Aim
Please recast everything from the line containing "Place one keypoint on each instance of the man's left" down through the last line of the entries as a Markdown table with the columns Row and Line, one numbered row per line and blank lines left out.
━━━━━━
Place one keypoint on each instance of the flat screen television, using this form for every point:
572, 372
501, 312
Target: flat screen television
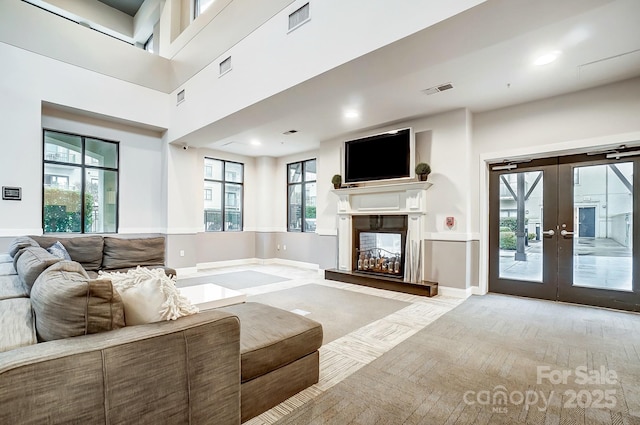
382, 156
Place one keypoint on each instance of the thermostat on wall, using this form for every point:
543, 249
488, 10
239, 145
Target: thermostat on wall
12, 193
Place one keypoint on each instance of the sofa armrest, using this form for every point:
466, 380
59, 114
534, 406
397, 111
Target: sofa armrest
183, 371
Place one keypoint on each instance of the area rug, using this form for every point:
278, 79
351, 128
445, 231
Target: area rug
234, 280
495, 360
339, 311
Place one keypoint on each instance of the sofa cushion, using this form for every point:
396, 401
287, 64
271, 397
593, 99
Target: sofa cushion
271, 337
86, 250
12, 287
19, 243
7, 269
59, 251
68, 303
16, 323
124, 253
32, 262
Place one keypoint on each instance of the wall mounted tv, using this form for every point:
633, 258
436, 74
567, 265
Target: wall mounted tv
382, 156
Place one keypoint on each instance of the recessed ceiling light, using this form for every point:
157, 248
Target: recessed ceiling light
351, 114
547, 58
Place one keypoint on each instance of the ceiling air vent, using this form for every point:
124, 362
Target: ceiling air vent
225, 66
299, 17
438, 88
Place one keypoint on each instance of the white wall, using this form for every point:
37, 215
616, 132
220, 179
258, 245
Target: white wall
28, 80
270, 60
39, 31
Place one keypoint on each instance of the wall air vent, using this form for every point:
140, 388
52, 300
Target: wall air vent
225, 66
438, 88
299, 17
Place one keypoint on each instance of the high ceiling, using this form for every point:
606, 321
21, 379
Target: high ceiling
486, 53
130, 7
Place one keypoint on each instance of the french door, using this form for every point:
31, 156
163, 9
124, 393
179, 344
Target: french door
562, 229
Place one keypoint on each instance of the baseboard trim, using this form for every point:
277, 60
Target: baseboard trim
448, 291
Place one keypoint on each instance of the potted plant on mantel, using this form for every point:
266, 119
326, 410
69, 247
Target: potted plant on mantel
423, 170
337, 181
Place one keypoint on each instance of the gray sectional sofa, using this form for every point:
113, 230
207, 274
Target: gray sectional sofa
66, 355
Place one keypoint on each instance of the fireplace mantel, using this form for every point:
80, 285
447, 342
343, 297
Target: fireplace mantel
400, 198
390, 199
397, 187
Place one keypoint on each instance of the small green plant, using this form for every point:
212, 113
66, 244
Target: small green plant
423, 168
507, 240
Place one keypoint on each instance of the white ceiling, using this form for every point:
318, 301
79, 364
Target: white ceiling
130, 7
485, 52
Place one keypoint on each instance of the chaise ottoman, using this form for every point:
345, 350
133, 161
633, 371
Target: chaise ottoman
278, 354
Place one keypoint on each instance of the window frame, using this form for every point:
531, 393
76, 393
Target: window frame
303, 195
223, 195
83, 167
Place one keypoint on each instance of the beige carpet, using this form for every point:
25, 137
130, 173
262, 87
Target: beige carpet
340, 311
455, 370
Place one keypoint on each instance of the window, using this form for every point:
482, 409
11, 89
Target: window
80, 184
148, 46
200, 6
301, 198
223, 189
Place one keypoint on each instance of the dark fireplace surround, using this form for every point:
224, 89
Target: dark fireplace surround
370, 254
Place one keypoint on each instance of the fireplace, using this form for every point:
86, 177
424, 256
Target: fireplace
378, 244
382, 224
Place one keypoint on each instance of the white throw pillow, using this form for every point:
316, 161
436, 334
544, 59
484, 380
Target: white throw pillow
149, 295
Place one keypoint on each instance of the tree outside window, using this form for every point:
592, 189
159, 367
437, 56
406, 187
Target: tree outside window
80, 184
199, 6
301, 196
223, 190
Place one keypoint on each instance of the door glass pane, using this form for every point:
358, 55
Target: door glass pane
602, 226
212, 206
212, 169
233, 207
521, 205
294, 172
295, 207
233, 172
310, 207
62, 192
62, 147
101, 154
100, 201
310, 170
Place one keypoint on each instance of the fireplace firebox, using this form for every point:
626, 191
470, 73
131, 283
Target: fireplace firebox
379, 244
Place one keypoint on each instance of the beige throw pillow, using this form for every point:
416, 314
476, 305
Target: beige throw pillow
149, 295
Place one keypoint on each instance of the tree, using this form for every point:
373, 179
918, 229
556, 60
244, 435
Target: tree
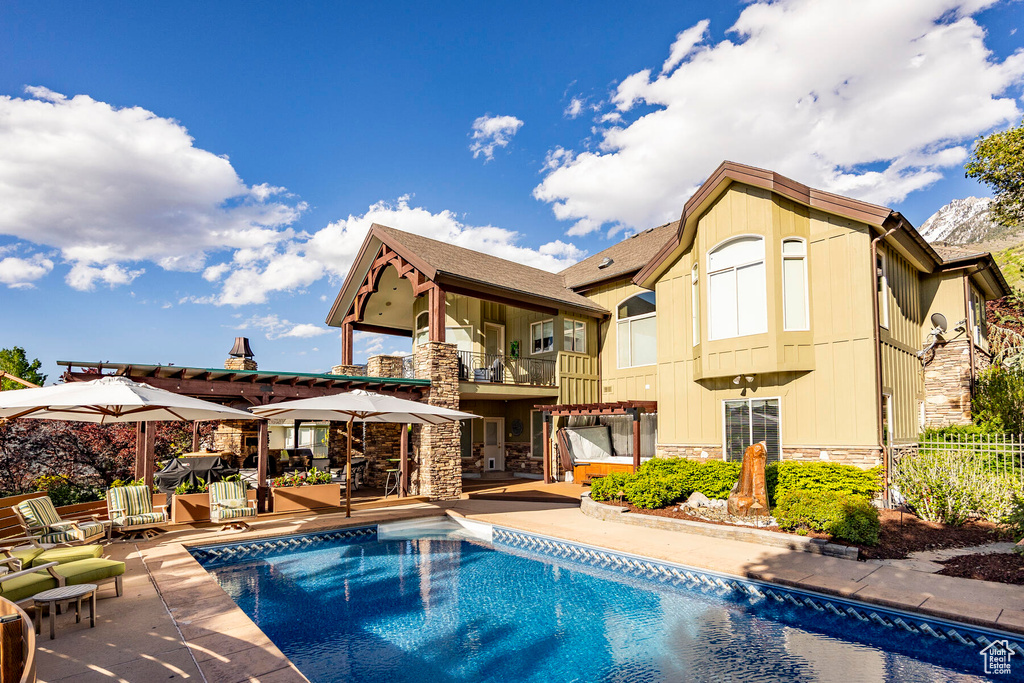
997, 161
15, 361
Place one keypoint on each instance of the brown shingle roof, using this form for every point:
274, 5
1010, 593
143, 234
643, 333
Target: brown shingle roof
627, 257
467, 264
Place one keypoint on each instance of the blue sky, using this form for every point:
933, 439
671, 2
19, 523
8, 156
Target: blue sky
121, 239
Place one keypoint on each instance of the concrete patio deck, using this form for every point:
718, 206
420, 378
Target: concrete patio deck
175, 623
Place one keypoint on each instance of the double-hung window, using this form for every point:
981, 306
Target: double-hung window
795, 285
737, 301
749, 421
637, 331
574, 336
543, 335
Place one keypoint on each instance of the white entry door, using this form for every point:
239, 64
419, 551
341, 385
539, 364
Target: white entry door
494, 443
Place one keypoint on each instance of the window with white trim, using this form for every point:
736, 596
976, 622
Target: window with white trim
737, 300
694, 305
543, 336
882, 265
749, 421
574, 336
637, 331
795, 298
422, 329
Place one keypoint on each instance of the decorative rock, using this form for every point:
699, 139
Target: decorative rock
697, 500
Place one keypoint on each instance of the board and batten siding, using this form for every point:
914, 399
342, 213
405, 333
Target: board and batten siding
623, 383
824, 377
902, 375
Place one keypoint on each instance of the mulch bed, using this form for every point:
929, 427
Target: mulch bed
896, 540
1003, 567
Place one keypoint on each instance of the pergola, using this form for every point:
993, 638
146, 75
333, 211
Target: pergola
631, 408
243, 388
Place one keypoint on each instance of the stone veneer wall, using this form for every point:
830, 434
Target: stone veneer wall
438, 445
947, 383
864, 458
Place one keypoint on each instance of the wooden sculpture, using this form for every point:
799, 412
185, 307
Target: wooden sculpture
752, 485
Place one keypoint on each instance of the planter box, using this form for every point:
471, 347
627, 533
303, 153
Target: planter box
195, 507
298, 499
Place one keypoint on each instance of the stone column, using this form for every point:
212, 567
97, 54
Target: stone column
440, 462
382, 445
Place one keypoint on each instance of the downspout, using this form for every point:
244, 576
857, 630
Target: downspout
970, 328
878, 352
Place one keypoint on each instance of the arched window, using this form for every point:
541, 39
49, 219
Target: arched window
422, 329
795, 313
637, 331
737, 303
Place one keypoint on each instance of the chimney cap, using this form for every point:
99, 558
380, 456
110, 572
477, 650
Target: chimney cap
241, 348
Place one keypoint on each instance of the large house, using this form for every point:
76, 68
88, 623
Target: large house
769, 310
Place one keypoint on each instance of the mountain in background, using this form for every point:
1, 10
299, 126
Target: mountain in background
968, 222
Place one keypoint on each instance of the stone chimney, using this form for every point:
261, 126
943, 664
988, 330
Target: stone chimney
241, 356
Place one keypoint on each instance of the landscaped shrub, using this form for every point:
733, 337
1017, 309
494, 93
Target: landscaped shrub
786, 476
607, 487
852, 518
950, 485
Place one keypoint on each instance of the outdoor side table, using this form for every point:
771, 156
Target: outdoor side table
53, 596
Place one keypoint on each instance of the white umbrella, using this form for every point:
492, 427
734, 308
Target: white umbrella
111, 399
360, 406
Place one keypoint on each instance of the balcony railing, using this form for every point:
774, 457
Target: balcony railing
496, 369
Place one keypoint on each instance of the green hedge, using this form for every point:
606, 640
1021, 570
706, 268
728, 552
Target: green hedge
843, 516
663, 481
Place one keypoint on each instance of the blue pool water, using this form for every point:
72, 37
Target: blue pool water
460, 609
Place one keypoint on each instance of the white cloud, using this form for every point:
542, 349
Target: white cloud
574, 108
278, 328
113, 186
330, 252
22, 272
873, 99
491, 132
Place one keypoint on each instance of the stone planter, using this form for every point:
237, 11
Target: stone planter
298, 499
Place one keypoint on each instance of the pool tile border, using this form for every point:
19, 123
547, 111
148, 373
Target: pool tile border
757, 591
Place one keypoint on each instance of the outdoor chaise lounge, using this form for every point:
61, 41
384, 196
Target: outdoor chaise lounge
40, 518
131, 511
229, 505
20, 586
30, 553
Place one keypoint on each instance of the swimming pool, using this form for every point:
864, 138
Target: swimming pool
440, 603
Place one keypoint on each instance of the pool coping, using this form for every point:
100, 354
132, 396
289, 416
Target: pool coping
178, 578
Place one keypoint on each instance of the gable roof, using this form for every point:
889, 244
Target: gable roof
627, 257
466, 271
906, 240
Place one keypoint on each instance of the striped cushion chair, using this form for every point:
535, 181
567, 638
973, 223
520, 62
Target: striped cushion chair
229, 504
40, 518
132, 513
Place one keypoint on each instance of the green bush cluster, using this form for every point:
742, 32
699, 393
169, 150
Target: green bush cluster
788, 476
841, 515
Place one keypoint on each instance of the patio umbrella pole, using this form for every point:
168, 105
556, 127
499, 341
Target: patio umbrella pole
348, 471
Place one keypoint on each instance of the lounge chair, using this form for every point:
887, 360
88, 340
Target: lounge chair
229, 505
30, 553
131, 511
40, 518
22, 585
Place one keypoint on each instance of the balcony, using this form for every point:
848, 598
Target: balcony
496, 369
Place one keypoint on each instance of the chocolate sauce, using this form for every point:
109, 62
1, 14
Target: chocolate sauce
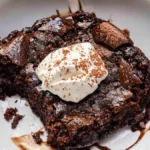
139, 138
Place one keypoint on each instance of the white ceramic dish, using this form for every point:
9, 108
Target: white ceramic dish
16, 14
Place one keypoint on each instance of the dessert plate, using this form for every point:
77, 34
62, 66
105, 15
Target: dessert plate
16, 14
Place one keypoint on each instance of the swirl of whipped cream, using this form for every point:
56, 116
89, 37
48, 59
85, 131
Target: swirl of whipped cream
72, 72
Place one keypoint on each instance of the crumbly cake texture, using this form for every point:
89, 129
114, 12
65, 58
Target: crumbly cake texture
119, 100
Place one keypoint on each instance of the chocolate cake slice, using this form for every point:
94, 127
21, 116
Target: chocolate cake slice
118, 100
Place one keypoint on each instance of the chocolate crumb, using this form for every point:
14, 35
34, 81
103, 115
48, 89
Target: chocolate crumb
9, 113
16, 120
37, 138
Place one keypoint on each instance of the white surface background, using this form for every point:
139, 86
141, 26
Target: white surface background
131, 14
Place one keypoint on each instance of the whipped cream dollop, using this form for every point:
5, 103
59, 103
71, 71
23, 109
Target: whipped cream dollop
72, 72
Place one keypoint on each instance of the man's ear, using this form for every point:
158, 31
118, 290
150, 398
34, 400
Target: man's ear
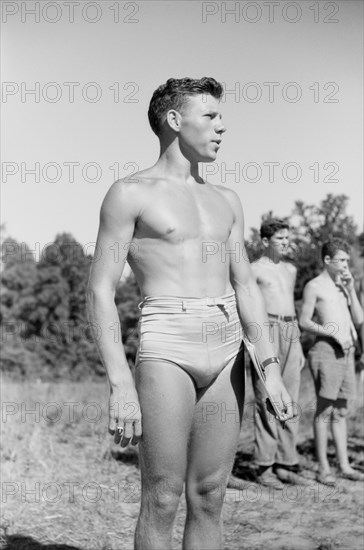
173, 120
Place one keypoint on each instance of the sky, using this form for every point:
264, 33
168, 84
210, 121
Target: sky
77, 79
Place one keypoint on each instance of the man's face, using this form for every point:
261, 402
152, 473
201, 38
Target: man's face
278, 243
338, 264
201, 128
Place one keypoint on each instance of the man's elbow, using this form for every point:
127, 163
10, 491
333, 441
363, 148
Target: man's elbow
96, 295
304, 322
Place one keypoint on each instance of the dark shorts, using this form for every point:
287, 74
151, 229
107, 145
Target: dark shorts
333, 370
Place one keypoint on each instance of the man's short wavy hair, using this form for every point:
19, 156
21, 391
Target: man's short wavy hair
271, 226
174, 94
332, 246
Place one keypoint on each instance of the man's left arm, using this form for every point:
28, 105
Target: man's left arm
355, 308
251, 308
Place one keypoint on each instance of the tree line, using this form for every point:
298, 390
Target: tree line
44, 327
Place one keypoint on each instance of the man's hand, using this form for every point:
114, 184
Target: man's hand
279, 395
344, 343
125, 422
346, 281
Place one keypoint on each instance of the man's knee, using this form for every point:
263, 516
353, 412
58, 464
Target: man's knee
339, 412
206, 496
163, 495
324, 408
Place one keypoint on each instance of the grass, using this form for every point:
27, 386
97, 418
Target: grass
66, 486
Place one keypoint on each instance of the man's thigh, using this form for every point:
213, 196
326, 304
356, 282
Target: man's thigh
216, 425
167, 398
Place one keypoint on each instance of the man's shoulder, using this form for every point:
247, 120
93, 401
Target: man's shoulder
━━━━━━
Finished exercise
| Row | Line |
|---|---|
| 1 | Place one keypoint on each instance of the man's left arm, using this form for every point: |
| 2 | 28, 105 |
| 3 | Target: man's left arm |
| 4 | 355, 308 |
| 5 | 251, 308 |
| 6 | Place one keypoint on each instance of the tree line, using this form for every point: |
| 7 | 298, 390 |
| 8 | Target: tree line |
| 9 | 44, 327 |
| 10 | Place one keypoint on each instance of the man's hand, using this form for every point: |
| 11 | 114, 184 |
| 12 | Target: man's hand |
| 13 | 279, 395 |
| 14 | 344, 343 |
| 15 | 125, 422 |
| 16 | 346, 281 |
| 17 | Place one keypoint on each instance of the man's knee, using this form for every point: |
| 18 | 263, 516 |
| 19 | 353, 412 |
| 20 | 58, 464 |
| 21 | Target: man's knee |
| 22 | 339, 412 |
| 23 | 206, 496 |
| 24 | 163, 495 |
| 25 | 324, 408 |
| 26 | Place one keypoint on each instance of the grass, using this form for every point: |
| 27 | 27, 386 |
| 28 | 97, 418 |
| 29 | Target: grass |
| 30 | 66, 486 |
| 31 | Place one keypoint on each instance of the man's thigh, using this form for every point: |
| 32 | 213, 196 |
| 33 | 326, 304 |
| 34 | 356, 282 |
| 35 | Target: man's thigh |
| 36 | 216, 425 |
| 37 | 167, 398 |
| 38 | Place one keypoint on each instance of the man's shoulder, using this form for every point: |
| 39 | 247, 120 |
| 40 | 93, 401 |
| 41 | Target: man's shoulder |